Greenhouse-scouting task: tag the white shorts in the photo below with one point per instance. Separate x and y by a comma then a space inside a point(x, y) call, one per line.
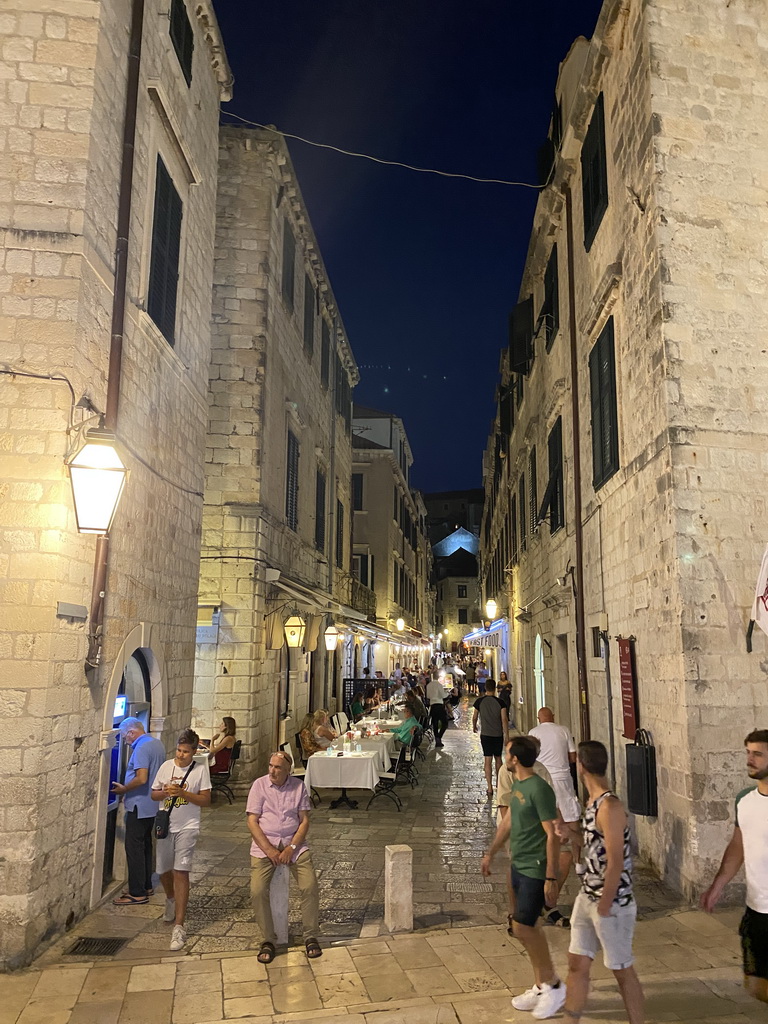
point(175, 851)
point(590, 932)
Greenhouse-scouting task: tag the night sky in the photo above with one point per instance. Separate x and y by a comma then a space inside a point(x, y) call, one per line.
point(425, 269)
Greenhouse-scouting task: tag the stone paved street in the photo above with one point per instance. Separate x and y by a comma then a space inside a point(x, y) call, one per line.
point(459, 967)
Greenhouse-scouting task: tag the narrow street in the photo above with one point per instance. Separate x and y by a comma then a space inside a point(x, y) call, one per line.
point(458, 967)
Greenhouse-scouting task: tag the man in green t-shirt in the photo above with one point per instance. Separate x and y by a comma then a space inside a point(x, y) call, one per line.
point(535, 849)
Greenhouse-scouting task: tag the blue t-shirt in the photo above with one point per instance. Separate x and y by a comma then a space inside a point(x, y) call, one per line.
point(145, 753)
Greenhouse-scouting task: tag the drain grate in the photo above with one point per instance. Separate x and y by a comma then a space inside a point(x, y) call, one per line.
point(468, 887)
point(96, 947)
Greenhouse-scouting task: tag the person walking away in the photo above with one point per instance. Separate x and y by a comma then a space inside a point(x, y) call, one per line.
point(278, 816)
point(492, 715)
point(749, 846)
point(534, 849)
point(557, 752)
point(437, 713)
point(183, 786)
point(146, 756)
point(604, 911)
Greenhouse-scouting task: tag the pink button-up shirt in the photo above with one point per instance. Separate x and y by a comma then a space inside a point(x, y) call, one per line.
point(278, 807)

WORK TO DO
Copy all of the material above word for word, leaving out the pictures.

THE RESULT
Greenhouse-scouting task: tag the white shorts in the photo below with one point per instance. Separate x and y by a comma then a space inside a point(x, y) call, one per line.
point(175, 851)
point(590, 932)
Greenhouse-scouting task: tag the night sky in the photo above with one point per instance. Separate x and y by a comma then a space inside a point(x, y) call, one per line.
point(425, 269)
Greenhouse-scouting task: tag the stone paved street in the photo above with one point per instance. Separate x and y by a comma then a space inside a point(x, y) call, one per line.
point(459, 967)
Greenhouse-scouting task: tag the narrow street in the photo above with one point per instance. Separate x and y by a comma then a space inside a point(x, y) call, one per line.
point(458, 967)
Greenhouse-scouting task: tag the man in green t-shirt in the photo above with one point per instance. Separate x and y by a comma then a space inside a point(x, y) call, one per line.
point(535, 849)
Greenhouse-scouting task: tag the blue t-shirt in the photo above with one point per instance. Separate x and y by a comma then a space inside a point(x, y) call, one per line.
point(145, 753)
Greenhouse-scouting task: tag the drain grate in the photo above with one point per instance. Separate x and y by a comma then a space inside a point(x, y) call, one per line.
point(468, 887)
point(96, 947)
Greenhouse-scouting task: tag the person walking away in the photo above with one point per instance. Separate x and y by a comma then a space inside a point(x, y) call, one per line.
point(278, 816)
point(492, 715)
point(749, 846)
point(534, 849)
point(557, 752)
point(437, 713)
point(183, 786)
point(146, 756)
point(604, 911)
Greenhouse-scouting task: tag the pink button-up shirt in the photo above with one point per instance. Separate x and y by a comma then a space inside a point(x, y) call, one per line.
point(278, 807)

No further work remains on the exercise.